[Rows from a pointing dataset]
------------------------------------------------

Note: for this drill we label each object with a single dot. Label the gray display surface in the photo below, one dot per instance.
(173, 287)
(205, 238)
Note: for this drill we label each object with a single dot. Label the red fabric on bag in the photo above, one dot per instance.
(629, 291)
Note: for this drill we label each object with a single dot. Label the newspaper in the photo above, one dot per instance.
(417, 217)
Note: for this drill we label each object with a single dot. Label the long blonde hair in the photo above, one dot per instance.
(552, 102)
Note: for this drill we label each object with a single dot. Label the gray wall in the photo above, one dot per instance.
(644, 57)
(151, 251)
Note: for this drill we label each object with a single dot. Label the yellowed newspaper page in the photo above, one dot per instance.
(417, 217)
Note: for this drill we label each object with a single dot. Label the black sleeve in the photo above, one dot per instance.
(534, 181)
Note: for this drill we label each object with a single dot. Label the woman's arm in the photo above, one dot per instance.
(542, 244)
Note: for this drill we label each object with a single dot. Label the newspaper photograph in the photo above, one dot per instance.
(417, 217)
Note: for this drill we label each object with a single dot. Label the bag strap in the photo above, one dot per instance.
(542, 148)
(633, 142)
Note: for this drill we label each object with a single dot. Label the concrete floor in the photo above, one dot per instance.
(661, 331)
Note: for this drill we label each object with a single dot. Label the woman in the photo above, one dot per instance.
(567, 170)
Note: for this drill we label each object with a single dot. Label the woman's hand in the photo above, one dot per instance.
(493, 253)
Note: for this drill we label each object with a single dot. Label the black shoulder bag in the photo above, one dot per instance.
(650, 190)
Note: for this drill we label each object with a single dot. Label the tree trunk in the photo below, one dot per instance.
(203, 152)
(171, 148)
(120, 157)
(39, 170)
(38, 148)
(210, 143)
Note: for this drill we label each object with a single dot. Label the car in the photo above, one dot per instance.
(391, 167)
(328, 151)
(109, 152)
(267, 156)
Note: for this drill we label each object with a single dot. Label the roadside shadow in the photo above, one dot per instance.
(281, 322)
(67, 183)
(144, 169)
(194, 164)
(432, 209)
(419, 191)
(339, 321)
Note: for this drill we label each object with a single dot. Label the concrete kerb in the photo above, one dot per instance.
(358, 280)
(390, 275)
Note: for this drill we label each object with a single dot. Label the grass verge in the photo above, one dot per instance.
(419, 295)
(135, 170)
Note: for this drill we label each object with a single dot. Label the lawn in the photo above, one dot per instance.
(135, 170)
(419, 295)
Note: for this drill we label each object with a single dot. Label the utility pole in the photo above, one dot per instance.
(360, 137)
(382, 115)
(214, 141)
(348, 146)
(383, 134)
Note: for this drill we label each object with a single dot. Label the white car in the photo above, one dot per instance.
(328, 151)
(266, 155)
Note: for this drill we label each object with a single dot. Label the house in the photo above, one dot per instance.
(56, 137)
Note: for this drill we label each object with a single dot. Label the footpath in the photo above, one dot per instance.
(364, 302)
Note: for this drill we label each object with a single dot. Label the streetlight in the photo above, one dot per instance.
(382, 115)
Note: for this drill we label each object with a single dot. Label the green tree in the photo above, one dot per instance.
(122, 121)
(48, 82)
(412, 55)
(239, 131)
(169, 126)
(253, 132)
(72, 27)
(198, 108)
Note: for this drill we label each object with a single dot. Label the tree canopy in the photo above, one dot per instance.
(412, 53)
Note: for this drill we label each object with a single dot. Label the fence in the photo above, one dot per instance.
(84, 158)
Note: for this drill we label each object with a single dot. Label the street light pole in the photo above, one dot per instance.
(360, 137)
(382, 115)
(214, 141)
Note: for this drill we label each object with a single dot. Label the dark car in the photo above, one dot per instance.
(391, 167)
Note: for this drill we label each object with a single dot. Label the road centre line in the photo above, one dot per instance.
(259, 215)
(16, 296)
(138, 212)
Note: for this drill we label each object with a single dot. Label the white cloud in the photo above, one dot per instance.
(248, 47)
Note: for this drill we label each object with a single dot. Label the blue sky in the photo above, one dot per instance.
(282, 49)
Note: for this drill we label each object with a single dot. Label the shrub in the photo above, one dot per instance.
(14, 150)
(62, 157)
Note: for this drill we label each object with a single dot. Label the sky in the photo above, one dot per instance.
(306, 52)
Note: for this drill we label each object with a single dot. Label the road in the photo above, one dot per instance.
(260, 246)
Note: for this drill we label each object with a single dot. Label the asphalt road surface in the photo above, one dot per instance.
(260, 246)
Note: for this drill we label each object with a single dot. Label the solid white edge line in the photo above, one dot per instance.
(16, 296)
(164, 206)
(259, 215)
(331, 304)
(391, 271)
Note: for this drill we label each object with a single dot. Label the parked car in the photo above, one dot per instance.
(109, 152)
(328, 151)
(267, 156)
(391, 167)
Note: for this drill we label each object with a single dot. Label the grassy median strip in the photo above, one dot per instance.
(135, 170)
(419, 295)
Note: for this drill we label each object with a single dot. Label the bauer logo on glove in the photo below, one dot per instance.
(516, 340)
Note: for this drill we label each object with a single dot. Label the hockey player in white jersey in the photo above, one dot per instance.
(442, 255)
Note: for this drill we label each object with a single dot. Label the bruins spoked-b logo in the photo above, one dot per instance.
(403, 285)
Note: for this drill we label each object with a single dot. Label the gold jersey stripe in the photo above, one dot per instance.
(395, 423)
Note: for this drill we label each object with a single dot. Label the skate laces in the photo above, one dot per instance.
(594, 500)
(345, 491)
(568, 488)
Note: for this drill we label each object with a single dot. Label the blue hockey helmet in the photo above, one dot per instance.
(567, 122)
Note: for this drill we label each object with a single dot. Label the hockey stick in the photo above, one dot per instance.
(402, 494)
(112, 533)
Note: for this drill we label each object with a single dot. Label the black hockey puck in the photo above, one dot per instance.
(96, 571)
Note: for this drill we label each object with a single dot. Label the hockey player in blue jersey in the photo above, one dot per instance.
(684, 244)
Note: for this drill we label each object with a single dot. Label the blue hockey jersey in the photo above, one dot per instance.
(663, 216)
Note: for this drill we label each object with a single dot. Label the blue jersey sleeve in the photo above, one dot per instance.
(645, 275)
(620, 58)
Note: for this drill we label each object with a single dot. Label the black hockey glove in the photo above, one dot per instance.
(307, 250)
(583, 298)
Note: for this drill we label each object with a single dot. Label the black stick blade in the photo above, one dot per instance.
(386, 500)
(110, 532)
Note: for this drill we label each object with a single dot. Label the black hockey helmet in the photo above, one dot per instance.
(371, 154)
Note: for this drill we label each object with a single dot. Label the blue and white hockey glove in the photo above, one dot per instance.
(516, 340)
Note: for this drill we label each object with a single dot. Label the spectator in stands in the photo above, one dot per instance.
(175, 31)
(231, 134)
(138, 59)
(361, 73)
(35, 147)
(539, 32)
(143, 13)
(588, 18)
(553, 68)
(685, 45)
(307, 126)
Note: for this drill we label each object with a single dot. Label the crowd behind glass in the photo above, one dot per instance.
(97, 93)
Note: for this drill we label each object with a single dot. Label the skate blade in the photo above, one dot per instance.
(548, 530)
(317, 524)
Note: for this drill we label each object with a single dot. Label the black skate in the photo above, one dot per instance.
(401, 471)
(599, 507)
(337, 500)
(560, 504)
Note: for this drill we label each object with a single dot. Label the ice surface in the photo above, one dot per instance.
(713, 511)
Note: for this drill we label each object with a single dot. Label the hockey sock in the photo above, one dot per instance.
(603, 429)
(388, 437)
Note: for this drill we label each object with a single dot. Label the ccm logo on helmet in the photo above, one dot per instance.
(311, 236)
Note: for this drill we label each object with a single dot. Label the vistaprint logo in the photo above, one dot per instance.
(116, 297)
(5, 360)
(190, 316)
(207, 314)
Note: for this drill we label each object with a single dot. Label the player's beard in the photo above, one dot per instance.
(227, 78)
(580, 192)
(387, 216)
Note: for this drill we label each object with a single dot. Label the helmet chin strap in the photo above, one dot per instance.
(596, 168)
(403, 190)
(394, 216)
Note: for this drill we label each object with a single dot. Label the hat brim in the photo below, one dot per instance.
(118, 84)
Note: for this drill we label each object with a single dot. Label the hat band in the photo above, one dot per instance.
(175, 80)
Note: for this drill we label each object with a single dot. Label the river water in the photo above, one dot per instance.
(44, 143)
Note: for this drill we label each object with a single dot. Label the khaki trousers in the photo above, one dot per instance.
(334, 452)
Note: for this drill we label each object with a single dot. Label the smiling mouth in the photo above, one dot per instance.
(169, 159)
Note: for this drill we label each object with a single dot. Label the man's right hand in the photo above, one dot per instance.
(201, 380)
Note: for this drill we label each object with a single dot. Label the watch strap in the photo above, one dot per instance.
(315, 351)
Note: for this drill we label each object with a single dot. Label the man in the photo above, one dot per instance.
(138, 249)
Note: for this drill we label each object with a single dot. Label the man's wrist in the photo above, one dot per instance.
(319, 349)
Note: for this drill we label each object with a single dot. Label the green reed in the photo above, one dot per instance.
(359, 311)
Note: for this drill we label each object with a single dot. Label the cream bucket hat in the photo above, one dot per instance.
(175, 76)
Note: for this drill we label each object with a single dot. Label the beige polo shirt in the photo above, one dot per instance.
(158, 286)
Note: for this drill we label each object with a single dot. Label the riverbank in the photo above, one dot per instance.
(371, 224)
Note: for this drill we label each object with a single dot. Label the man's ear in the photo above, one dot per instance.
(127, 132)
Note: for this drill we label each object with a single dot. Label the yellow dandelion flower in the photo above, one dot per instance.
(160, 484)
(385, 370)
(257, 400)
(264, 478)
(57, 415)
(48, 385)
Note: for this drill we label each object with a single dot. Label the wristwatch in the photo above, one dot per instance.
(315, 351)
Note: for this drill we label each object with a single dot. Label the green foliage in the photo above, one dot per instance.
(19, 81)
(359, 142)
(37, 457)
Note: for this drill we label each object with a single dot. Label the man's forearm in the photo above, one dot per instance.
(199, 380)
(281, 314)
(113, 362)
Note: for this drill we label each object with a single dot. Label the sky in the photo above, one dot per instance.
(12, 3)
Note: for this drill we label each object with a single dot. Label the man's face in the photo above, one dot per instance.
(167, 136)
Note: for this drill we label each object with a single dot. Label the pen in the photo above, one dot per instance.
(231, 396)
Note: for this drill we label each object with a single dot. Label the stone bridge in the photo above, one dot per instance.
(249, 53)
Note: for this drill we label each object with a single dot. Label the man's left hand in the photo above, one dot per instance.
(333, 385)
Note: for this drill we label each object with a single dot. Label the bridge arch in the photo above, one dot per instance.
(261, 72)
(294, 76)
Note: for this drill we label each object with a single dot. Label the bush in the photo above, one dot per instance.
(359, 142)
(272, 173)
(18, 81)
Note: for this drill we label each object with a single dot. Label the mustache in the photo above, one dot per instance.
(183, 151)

------------------------------------------------

▶ _WHAT YOU WILL DO_
From the line containing "the man's face" through the closing line of the material above, return every line exactly and omit all others.

▶ _FINAL RESULT_
Note: for this drill we label each object with a single dot. Label the man's face in the photo above, one dot per instance.
(167, 136)
Note: for this drill we label each object with a single dot. Label the pen in the photo above, one dot per instance.
(231, 396)
Note: for this drill we label each object with a single dot. Label the stone bridge in the photo above, one dot per instance.
(249, 53)
Note: for this drill we label each object with a single dot. Label the man's left hand in the photo above, one dot per instance.
(333, 385)
Note: for this drill we label each object with a single dot. Label the bridge arch in the photo above, one dot per instance.
(261, 72)
(294, 76)
Note: for this drill we label each object with a single dot. Label the bush in the photo above, one dot per instance.
(359, 142)
(272, 173)
(18, 81)
Note: for this drill we label each object with a single dot. Label the mustache in the photo above, one dot per instance.
(183, 151)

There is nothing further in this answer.